» DOCUMENT SECTION
And then I thought about

– Paddy McAloon: I Trawl The Mega Hertz

 
 
 

 
 
 

As did my friend Ian McCartney from the Manafonistas. I sent him your mail (we’re discreet people) – and these were the ideas he mailed to me:

 

Micha,

that is really interesting.

It’s something I do wonder about sometimes. In fact only last week I was listening to Bordeaux (Harold Budd/Brian Guthrie) and thought what if I start singing over the top of it? So I did. There was fun in changing the pitch of my voice but no semantic value to the exercise and of course Bordeaux doesn’t follow a verse/chorus structure, it’s more like a very slow cosmic spasm.

I think the semantic thing is at the core of the problem. In his book of short stories and essays, the author Russell Hoban gets close to an understanding of this. He describes a park at dusk (Eelbrook Common) an ordinary part of London he can see from his room. His writing is powerfully descriptive: he sees a ’scrawl‘ of kids playing in the park, who form a ’scribble on the dry grey concrete, black against the blue-grey dusk‘. In one incredible paragraph, Hoban draws a 3 dimensional world with vividly presented variations in light and a slight feeling of mystery and strangeness.

» INFORMATION SUPPLIED
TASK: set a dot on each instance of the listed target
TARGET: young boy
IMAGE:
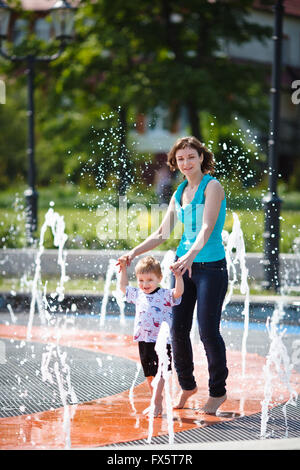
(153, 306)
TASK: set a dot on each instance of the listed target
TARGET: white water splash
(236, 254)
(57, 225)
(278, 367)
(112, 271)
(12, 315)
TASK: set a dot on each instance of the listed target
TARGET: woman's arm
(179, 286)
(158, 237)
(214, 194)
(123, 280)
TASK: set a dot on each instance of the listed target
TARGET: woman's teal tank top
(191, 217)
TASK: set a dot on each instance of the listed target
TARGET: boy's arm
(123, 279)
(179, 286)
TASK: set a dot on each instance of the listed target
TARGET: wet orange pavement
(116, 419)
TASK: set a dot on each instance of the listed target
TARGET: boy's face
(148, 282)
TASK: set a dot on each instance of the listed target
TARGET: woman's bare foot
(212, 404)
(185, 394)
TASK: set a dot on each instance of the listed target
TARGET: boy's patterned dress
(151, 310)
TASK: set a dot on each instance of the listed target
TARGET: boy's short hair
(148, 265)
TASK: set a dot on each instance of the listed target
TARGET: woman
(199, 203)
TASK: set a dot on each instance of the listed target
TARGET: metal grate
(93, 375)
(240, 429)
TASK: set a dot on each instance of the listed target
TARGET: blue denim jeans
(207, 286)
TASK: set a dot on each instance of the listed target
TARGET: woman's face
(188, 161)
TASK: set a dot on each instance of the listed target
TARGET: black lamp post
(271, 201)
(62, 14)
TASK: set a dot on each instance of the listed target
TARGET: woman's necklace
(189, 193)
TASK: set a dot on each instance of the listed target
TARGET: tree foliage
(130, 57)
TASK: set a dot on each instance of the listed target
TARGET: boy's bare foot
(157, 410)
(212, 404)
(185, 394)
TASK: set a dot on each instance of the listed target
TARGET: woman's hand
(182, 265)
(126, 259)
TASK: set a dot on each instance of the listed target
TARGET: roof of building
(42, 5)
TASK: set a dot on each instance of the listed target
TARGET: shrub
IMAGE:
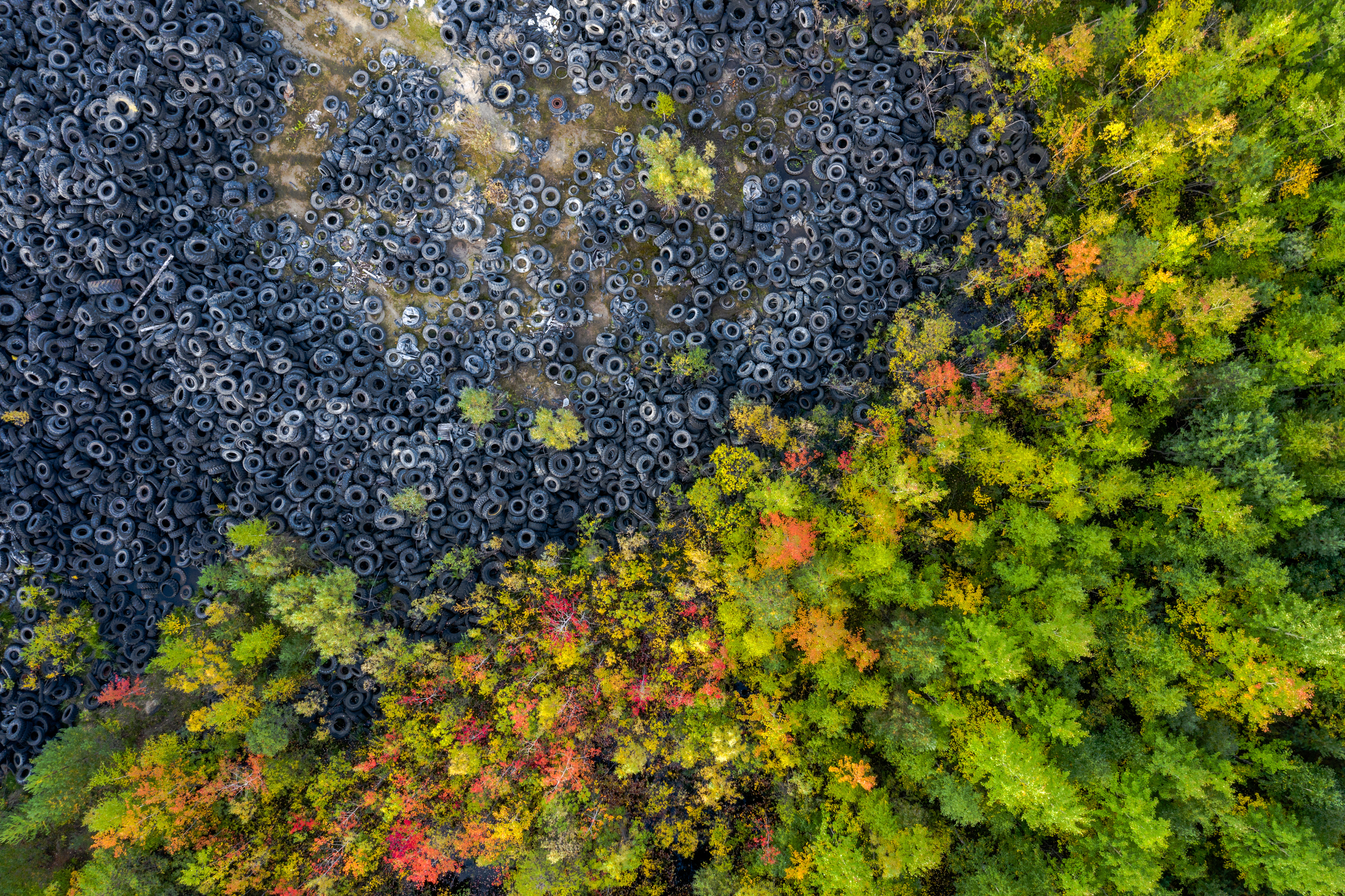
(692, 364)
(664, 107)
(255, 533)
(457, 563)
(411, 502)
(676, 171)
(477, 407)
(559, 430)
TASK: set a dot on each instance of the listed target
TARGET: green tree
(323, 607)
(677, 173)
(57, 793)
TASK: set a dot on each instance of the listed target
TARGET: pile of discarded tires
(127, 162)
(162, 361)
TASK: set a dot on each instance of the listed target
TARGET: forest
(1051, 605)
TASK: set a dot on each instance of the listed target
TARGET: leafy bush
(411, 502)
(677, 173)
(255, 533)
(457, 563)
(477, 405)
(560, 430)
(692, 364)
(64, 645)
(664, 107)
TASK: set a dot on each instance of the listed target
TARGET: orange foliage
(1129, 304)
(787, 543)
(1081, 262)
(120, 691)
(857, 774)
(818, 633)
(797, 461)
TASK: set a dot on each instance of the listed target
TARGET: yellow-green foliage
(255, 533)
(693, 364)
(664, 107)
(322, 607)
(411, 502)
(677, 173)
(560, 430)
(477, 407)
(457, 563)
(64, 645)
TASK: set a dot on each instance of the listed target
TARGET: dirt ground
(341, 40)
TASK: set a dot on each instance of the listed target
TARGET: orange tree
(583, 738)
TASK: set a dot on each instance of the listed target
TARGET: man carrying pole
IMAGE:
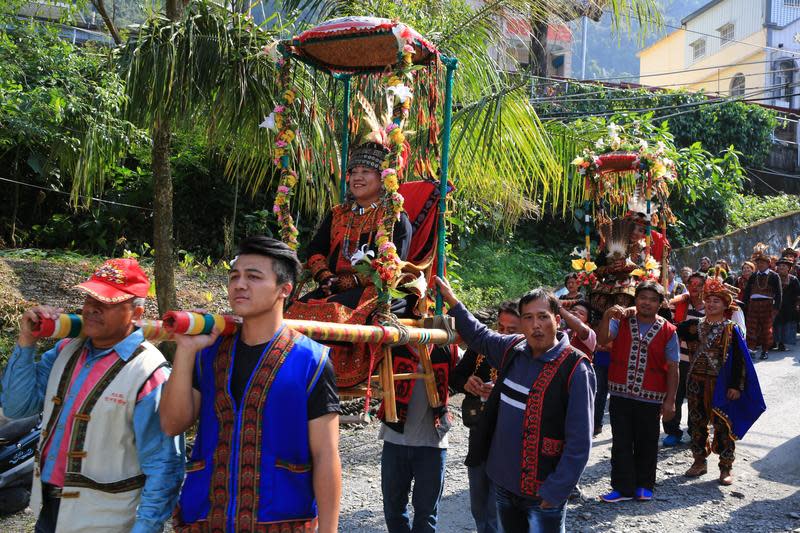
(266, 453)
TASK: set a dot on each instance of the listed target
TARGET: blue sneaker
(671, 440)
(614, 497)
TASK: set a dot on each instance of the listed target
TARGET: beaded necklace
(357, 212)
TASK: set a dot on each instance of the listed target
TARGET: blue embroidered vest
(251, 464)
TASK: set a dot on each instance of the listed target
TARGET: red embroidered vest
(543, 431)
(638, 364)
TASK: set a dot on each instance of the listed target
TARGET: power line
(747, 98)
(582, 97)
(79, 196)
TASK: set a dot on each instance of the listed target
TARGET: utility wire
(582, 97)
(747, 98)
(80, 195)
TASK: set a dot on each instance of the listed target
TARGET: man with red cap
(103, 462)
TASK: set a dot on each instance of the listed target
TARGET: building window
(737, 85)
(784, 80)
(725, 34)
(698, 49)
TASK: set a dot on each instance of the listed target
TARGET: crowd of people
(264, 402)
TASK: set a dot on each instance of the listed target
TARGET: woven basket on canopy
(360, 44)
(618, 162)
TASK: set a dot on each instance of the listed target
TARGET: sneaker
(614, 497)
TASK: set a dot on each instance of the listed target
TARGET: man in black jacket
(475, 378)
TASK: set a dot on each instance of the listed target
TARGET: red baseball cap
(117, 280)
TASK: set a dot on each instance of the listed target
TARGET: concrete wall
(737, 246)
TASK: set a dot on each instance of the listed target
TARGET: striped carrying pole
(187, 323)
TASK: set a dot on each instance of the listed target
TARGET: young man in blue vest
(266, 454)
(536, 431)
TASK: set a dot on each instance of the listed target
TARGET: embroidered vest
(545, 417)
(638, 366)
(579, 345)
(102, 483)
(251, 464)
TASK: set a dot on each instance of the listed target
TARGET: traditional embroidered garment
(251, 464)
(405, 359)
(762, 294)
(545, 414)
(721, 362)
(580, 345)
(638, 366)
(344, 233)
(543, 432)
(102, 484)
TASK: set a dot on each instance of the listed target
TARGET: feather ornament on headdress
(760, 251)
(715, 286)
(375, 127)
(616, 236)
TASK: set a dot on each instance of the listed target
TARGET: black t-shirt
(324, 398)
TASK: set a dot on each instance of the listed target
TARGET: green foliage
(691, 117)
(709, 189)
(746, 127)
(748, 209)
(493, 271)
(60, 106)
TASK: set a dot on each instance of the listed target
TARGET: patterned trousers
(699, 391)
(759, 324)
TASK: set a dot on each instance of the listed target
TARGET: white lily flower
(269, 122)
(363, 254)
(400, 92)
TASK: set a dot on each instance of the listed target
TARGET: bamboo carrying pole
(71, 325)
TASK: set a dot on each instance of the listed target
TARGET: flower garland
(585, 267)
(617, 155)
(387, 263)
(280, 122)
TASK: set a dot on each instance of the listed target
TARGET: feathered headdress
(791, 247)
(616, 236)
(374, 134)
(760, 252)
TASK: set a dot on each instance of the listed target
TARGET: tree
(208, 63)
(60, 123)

» DIRECTIONS
**1.** Can you rewrite the paragraph of the text on music and meaning that begins "I think the semantic thing" in a shorter form, keeping its main facts?
**2.** Could you repeat the text on music and meaning word for word, from "As did my friend" up to and including "slow cosmic spasm."?

» RESULTS
**1.** The semantic side is at the core of the problem, and Russell Hoban comes close to understanding it in his book of short stories and essays. From his room he describes Eelbrook Common, an ordinary London park at dusk. He sees a "scrawl" of kids playing there, forming a "scribble on the dry grey concrete, black against the blue-grey dusk." In one paragraph he builds a three-dimensional world of vivid, shifting light with a slight sense of mystery and strangeness.

**2.**
As did my friend Ian McCartney from the Manafonistas. I sent him your mail (we’re discreet people) – and these were the ideas he mailed to me:

 

Micha,

that is really interesting.

It’s something I do wonder about sometimes. In fact only last week I was listening to Bordeaux (Harold Budd/Brian Guthrie) and thought what if I start singing over the top of it? So I did. There was fun in changing the pitch of my voice but no semantic value to the exercise and of course Bordeaux doesn’t follow a verse/chorus structure, it’s more like a very slow cosmic spasm.